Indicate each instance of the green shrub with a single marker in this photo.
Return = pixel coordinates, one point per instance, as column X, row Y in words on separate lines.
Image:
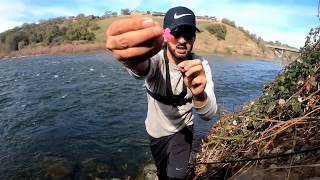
column 218, row 30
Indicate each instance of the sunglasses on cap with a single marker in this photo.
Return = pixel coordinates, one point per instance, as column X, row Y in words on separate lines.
column 185, row 31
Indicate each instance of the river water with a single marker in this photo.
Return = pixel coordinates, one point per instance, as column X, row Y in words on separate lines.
column 82, row 116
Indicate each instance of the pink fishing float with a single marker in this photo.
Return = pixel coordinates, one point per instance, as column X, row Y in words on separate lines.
column 167, row 35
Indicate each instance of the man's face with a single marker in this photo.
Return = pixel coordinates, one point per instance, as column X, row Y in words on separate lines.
column 182, row 44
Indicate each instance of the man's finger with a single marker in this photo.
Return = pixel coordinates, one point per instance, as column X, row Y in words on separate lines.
column 133, row 38
column 194, row 70
column 138, row 53
column 125, row 25
column 189, row 63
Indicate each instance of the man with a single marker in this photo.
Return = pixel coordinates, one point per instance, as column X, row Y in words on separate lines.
column 177, row 81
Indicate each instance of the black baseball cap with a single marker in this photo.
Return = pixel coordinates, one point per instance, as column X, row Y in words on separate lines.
column 179, row 16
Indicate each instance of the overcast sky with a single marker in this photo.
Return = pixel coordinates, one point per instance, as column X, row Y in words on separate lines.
column 287, row 21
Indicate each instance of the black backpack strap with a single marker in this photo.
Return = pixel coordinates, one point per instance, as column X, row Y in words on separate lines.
column 170, row 98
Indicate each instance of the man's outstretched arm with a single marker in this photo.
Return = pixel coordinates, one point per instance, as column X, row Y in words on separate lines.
column 133, row 41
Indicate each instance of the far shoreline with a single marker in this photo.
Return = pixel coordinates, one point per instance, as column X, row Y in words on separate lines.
column 89, row 48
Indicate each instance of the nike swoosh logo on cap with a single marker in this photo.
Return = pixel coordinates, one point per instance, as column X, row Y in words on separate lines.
column 176, row 16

- WHAT YOU NEED TO DO:
Retype all of the data above word for word, omitting the picture.

- WORKED SOLUTION:
Indicate each instance of the green shrub with a single marker in this photo.
Return = pixel coordinates, one point per instance, as column X, row Y in words on separate lines.
Image:
column 218, row 30
Indicate each instance of the sunglasses on cap with a single marker in this photo.
Return = pixel coordinates, one point per instance, as column X, row Y in words on separate lines.
column 185, row 31
Indicate each instance of the river water with a single marker in this photo.
Return = pixel coordinates, one point per instance, as column X, row Y in words on separate lines.
column 82, row 116
Indicate each instance of the pink fishing float with a single marker in this photo.
Return = pixel coordinates, one point per instance, as column X, row Y in words on separate lines.
column 167, row 35
Indicate each instance of the man's face with a single marker in this photo.
Return = pixel coordinates, one point per instance, as column X, row Y in words on separate lines.
column 182, row 44
Indicate each instance of the man's finger with a single marker in this photo.
Return = pixel coordinates, one point per instance, as column X, row Y in words on separate lines.
column 133, row 38
column 194, row 70
column 138, row 53
column 125, row 25
column 189, row 63
Indicate each instance of the man with a single marker in this photo.
Return = pixel coordinates, one point per instance, as column X, row Y in words on separate lines.
column 177, row 81
Indicate each instance of the black baseball cap with a single marker in this photo.
Return = pixel coordinates, one point per instance, as column X, row Y in words on separate lines.
column 179, row 16
Indicate each instance of the overcast sky with a single marker in this photo.
Return = pixel coordinates, one point per instance, as column X, row Y in words on separate lines.
column 287, row 21
Indicate each instance of the black backpack strap with a single marker in this photo.
Return = pixel coordinates, one point per instance, as column X, row Y in words on separate lines.
column 170, row 98
Indicate each instance of the man's outstretched arm with a single marker in this photo.
Return = pixel coordinates, one point per instance, as column X, row Y in words on separate lines.
column 133, row 41
Indicate each instance of the far shoreline with a single marker in this photo.
Return = pixel coordinates, one point per instance, as column X, row Y in words on separate lines.
column 89, row 48
Indicate each instance of the nike swoosh logo on cap with a single marker in this photo.
Return = pixel coordinates, one point per instance, as column X, row Y in words on separate lines.
column 176, row 16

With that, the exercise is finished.